**PASSAGE**.
# Form 8621 - Mark to Market election during first year of ownership



## sjb2016 (May 18, 2016)

Hello All,

I'm looking to fill out a Form 8621 for some marketable shares in some UK funds held in a children's ISA. 2016 is the first year that the funds were owned in, so I'm trying to take advantage and do the Mark to Market election. The value is low enough that I don't really have to report (under $25000) but I'd like to do this so that when my kids get control of the money when they're 18, they won't be responsible for a massive PFIC tax bill, and only pay U.S. tax on the gains in whatever year they sell. 

Is my understanding correct that there is no need to "purge" the shares of their "PFIC taint" because this is the first year of ownership and I'm making the MTM election in that year (there can be no excess distributions in the first year of ownership, unless of course you dispose of them for a gain in that year). 

If my understanding is correct, then on form 8621 under section I, question 5, I'd select (c) - MTM and enter $0 for excess distribution, then move along to Section IV recording the gains I made then adding them to my regular income for tax purposes. 

Does this sound right, I sure hope so!

Any help, much appreciated!

Regards,
Sam


----------



## Nononymous (Jul 12, 2011)

Other option, of course, is that if your kids don't have a US birthplace, they stay off the radar and never report the things, or anything else for that matter.


----------



## sjb2016 (May 18, 2016)

*Possibly an option, but not really*



Nononymous said:


> Other option, of course, is that if your kids don't have a US birthplace, they stay off the radar and never report the things, or anything else for that matter.


I did think about this option as they are both born in the UK, but, as required by U.S. law, they've got all their U.S passport and SSN, and I do claim them as dependents (so that I get almost $2000/year from Uncle Sam for no apparent reason). 

I'll need to file the paperwork every year, but really, because I need to file 1040s individually on their behalf (I can't attach 8621 to my return) then the gains are small enough that they won't be taxed, even as ordinary income, so aside from an hour or two of my time once a year, it feels best to keep it all reported as required.


----------

Shape outline rows
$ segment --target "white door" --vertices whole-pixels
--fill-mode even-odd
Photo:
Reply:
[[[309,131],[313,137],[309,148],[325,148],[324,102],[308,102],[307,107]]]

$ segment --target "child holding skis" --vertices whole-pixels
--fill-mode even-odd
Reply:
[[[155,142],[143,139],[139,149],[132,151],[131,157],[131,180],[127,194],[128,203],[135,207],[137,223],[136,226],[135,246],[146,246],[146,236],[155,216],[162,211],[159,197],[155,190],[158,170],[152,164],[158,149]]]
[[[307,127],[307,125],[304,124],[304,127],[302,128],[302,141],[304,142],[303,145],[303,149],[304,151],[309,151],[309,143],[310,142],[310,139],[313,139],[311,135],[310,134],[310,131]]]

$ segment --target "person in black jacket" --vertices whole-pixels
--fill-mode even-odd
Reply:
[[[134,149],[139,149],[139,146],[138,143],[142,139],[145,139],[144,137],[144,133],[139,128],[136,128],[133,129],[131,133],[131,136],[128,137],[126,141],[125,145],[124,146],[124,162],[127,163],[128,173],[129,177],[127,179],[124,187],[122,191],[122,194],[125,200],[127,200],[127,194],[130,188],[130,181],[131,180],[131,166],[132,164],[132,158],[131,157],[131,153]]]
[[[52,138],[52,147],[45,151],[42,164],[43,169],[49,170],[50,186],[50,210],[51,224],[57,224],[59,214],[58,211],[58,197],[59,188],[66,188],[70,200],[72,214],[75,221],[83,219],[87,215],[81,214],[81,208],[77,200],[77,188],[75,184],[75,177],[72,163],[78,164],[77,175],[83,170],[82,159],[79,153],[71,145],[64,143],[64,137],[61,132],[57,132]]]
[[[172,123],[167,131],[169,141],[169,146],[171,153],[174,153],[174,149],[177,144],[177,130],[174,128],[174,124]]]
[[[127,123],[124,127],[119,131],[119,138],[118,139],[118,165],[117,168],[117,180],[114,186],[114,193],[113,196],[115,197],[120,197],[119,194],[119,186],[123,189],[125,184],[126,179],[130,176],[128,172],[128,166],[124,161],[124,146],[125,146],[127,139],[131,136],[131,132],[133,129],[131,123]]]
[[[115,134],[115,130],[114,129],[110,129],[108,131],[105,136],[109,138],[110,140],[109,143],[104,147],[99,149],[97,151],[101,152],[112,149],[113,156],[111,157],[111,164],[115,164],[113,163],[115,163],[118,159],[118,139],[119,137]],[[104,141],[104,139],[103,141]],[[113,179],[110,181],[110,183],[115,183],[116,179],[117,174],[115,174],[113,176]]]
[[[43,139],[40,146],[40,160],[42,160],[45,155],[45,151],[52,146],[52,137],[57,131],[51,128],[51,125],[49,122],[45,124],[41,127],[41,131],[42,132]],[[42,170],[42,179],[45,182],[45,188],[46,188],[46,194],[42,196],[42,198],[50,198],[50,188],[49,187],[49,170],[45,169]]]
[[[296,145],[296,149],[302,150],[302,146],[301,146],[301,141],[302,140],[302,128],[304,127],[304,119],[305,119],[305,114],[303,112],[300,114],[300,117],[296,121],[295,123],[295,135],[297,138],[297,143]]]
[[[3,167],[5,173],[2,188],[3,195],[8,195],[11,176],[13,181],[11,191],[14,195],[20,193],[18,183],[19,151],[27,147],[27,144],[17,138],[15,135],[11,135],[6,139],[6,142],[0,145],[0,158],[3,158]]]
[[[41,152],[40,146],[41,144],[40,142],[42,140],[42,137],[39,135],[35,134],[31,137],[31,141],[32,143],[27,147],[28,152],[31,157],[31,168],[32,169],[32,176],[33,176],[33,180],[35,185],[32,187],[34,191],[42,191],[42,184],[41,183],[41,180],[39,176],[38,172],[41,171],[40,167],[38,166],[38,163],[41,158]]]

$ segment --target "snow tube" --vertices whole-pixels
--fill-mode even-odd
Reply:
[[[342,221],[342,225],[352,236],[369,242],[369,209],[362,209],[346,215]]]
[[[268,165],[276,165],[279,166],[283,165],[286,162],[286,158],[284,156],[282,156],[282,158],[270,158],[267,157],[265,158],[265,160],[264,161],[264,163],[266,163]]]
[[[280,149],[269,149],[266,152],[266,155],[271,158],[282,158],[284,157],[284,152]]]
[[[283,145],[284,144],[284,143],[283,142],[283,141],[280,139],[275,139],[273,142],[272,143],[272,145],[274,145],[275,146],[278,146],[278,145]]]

**JOBS**.
• a. Translate this sentence from the Form 8621 thread into French: "2016 is the first year that the funds were owned in, so I'm trying to take advantage and do the Mark to Market election."
• b. Reproduce word for word the stretch of the Form 8621 thread from "I'm looking to" through "year they sell.".
Rely only on the Form 8621 thread, not on the rows.

**RESPONSE LIST**.
• a. 2016 est la première année de détention des fonds, j'essaie donc d'en profiter pour faire l'élection Mark to Market.

• b.
I'm looking to fill out a Form 8621 for some marketable shares in some UK funds held in a children's ISA. 2016 is the first year that the funds were owned in, so I'm trying to take advantage and do the Mark to Market election. The value is low enough that I don't really have to report (under $25000) but I'd like to do this so that when my kids get control of the money when they're 18, they won't be responsible for a massive PFIC tax bill, and only pay U.S. tax on the gains in whatever year they sell.